START THE DATA

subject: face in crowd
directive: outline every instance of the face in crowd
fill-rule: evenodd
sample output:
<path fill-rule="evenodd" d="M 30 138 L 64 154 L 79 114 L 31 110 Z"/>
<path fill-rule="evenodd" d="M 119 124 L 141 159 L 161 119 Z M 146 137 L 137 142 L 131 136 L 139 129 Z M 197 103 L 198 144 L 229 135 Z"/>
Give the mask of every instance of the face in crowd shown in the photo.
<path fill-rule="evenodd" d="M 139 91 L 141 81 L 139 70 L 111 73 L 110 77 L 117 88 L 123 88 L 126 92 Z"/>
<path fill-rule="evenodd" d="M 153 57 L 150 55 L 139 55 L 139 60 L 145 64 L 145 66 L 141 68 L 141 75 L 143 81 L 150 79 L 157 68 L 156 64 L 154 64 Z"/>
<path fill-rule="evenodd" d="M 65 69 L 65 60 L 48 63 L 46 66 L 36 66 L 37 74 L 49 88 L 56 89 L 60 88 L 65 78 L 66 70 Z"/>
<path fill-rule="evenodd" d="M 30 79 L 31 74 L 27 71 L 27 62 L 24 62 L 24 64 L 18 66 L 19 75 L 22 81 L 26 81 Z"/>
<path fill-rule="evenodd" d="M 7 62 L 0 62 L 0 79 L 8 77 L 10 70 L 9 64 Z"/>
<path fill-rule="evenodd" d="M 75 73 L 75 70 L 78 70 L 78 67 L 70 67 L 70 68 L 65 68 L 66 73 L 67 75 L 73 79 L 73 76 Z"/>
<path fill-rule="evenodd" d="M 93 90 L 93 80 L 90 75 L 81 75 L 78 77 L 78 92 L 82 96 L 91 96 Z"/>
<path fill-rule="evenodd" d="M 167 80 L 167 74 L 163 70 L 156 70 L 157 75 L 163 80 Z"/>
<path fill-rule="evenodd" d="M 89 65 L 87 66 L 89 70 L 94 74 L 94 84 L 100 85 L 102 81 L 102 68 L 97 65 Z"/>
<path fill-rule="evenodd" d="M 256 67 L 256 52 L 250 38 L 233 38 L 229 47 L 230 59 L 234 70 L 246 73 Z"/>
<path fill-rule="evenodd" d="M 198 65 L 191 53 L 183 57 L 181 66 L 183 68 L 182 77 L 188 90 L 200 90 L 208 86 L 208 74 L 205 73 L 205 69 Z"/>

END THE DATA

GIVEN EXERCISE -
Could you copy out every item above, line for line and without a single change?

COMPLETE OUTPUT -
subject: face in crowd
directive: outline every instance of the face in crowd
fill-rule: evenodd
sample output:
<path fill-rule="evenodd" d="M 30 138 L 64 154 L 79 114 L 31 110 Z"/>
<path fill-rule="evenodd" d="M 119 124 L 141 159 L 161 119 Z M 146 137 L 137 142 L 131 136 L 139 129 Z M 197 103 L 198 144 L 229 135 Z"/>
Give the mask of every instance of the face in crowd shown in the photo.
<path fill-rule="evenodd" d="M 139 91 L 141 81 L 139 70 L 111 73 L 110 77 L 117 88 L 123 88 L 126 92 Z"/>
<path fill-rule="evenodd" d="M 153 57 L 150 55 L 139 55 L 139 60 L 145 64 L 145 66 L 141 68 L 141 75 L 143 81 L 150 79 L 157 68 L 156 64 L 154 64 Z"/>
<path fill-rule="evenodd" d="M 65 69 L 65 60 L 48 63 L 46 66 L 36 66 L 37 74 L 49 88 L 56 89 L 60 88 L 65 78 L 66 70 Z"/>
<path fill-rule="evenodd" d="M 30 79 L 31 74 L 27 71 L 27 62 L 24 62 L 24 64 L 18 66 L 19 75 L 22 81 L 26 81 Z"/>
<path fill-rule="evenodd" d="M 7 62 L 0 62 L 0 79 L 8 77 L 10 70 L 9 64 Z"/>
<path fill-rule="evenodd" d="M 75 73 L 75 70 L 78 70 L 78 67 L 70 67 L 70 68 L 65 68 L 66 73 L 67 75 L 73 79 L 73 76 Z"/>
<path fill-rule="evenodd" d="M 93 90 L 93 80 L 90 75 L 81 75 L 78 77 L 78 92 L 82 96 L 91 96 Z"/>
<path fill-rule="evenodd" d="M 167 80 L 167 74 L 163 70 L 156 70 L 157 75 L 163 80 Z"/>
<path fill-rule="evenodd" d="M 89 65 L 87 66 L 89 70 L 94 74 L 94 84 L 100 85 L 102 81 L 102 68 L 97 65 Z"/>
<path fill-rule="evenodd" d="M 256 67 L 256 52 L 250 38 L 233 38 L 229 47 L 230 59 L 234 70 L 246 73 Z"/>
<path fill-rule="evenodd" d="M 198 65 L 191 53 L 183 57 L 181 66 L 183 68 L 182 77 L 188 90 L 200 90 L 208 86 L 208 74 L 205 73 L 205 69 Z"/>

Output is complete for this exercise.